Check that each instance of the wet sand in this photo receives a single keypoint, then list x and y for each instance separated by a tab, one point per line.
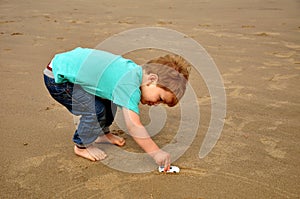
255	45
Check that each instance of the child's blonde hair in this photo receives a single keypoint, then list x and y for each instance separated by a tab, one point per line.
173	74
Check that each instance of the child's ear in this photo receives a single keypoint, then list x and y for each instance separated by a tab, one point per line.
153	78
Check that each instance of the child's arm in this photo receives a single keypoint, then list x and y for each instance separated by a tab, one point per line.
+ + +
Rewrite every entry above with "keypoint" swapped for "marker", leaving all other wording intact. Leave the pictures out.

Check that each instance of the wet sand in this photo receives a single marker, then list x and y for each instance separated by a tab, one point per line.
255	45
Check that each instance of the child's blonde hair in this photo receives a single marker, then list x and y for each instance separated by a tab, one point per line.
173	74
Check that each instance of the child's ear in this photo receives a single marker, then list x and y for each instance separated by a tab, one point per line.
153	78
Check that each instance of the child's arm in this photo receives a single marker, then list x and y for each instance separated by a tab, one point per line.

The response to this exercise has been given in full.